Collection entries:

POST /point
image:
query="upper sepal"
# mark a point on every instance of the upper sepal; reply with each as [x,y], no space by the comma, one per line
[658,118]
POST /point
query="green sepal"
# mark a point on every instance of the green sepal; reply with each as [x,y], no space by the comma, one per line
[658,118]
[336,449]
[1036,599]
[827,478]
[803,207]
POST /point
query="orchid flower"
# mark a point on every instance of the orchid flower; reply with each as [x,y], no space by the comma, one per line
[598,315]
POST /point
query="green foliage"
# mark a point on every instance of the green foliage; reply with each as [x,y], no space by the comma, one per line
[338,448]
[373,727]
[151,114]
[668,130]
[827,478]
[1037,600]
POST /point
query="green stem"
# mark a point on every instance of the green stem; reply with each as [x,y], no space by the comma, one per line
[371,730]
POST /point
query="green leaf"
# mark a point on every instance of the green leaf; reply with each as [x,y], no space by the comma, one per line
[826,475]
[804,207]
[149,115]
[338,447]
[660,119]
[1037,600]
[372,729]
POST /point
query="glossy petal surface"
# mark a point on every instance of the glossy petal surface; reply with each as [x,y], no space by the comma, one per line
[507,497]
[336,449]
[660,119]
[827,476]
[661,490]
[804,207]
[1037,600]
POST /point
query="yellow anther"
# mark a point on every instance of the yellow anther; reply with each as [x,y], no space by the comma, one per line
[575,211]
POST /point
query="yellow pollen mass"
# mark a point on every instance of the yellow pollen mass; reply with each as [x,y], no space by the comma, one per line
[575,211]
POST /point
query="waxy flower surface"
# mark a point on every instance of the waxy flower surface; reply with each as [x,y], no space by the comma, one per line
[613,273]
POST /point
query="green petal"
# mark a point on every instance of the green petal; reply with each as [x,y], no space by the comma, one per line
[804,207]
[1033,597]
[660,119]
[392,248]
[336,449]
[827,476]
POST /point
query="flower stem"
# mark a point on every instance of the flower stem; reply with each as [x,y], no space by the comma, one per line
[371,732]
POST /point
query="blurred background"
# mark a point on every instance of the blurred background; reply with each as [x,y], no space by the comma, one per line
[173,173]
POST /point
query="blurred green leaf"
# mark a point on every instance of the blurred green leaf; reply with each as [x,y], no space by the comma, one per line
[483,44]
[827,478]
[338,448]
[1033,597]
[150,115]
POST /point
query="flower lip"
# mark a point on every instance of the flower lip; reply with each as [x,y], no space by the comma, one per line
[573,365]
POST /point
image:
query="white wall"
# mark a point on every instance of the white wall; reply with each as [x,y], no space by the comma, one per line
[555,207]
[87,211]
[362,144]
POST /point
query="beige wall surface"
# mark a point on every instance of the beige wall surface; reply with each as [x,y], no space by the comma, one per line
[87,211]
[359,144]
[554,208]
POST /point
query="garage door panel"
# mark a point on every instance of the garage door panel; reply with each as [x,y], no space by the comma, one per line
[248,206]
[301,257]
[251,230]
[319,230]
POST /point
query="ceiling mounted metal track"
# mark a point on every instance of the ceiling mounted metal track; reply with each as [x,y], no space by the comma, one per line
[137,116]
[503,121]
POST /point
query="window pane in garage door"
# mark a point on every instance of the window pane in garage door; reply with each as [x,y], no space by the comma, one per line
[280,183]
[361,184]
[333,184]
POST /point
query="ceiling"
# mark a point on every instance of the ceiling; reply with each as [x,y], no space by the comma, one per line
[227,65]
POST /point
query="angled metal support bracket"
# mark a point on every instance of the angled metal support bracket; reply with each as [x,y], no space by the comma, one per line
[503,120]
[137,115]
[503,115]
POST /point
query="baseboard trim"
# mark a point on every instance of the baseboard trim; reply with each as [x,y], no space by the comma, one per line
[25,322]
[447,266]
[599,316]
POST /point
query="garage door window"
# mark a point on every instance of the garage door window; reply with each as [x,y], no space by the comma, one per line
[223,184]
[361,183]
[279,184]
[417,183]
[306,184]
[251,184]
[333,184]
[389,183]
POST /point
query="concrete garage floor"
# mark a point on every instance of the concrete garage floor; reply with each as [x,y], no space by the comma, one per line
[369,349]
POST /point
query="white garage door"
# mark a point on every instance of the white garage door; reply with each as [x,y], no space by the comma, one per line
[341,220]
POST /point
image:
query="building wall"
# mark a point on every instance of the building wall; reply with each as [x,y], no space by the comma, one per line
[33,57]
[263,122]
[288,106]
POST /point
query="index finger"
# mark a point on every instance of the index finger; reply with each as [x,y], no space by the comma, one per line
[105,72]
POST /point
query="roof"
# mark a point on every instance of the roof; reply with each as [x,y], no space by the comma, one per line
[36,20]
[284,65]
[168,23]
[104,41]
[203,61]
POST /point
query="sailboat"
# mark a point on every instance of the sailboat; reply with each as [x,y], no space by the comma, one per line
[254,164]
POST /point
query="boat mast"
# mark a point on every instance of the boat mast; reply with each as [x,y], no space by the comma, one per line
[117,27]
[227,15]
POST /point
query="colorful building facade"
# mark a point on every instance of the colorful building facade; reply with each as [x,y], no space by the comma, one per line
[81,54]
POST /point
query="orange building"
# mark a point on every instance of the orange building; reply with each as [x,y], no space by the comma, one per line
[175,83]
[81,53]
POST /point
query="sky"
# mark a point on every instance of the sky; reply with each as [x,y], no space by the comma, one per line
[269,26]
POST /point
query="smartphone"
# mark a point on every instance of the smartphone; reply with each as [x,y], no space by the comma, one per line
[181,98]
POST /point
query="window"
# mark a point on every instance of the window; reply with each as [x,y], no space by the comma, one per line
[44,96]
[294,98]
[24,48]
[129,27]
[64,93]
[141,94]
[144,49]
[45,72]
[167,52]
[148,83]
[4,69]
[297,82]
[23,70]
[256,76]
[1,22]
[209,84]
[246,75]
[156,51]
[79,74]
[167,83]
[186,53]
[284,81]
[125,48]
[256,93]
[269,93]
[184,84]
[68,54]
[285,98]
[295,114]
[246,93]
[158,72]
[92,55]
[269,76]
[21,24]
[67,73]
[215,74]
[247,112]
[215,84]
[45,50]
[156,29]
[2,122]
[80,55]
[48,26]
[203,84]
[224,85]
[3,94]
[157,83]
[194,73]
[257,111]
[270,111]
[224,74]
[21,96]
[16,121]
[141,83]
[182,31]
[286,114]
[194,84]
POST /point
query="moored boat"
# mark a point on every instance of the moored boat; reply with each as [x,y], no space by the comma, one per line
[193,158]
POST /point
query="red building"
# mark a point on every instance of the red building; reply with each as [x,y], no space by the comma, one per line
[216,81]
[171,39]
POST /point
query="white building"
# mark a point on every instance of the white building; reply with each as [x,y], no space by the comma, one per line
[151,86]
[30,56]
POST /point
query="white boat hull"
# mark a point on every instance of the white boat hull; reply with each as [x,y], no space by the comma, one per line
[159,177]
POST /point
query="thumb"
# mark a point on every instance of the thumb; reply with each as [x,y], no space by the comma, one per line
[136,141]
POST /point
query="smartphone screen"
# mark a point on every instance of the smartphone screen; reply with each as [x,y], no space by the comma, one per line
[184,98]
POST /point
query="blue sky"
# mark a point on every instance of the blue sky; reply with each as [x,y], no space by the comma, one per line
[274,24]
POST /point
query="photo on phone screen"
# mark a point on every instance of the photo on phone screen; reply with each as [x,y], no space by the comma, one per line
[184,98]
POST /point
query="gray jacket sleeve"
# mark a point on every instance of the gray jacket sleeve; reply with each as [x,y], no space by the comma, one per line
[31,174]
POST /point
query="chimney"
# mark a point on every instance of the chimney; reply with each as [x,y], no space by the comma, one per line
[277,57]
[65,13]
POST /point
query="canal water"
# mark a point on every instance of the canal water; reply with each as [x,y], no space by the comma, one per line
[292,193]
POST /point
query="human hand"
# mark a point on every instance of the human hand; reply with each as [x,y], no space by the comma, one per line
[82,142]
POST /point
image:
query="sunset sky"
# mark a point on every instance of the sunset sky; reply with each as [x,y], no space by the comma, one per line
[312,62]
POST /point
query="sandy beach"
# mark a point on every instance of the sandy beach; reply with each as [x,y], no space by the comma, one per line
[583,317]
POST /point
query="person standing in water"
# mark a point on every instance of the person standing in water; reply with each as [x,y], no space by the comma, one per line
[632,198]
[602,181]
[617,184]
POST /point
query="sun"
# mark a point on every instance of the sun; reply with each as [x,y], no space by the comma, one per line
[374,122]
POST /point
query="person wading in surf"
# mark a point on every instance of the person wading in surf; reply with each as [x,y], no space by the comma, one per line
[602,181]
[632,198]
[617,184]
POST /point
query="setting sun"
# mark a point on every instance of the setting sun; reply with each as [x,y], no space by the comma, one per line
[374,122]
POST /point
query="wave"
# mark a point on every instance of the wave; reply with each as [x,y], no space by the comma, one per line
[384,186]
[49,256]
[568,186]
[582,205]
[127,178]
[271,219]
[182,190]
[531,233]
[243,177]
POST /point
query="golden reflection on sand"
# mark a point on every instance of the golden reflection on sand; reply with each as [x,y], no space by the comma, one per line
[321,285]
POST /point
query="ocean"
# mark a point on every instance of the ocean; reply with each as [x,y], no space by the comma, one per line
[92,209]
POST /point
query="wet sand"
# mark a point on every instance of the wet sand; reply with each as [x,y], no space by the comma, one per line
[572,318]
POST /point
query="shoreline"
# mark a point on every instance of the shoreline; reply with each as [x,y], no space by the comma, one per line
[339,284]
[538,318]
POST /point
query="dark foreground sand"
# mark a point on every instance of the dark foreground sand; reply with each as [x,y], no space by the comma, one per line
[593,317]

Stated goal: Which lines in the data above contain the word "water"? Copy out every one of them.

Result:
query="canal water"
# mark a point on every instance of the canal water; reply with each as [x,y], no space by the comma, one per line
query="person standing in water"
# mark a point on every instance of the person standing in water; reply with each as [x,y], no space by the comma, one per line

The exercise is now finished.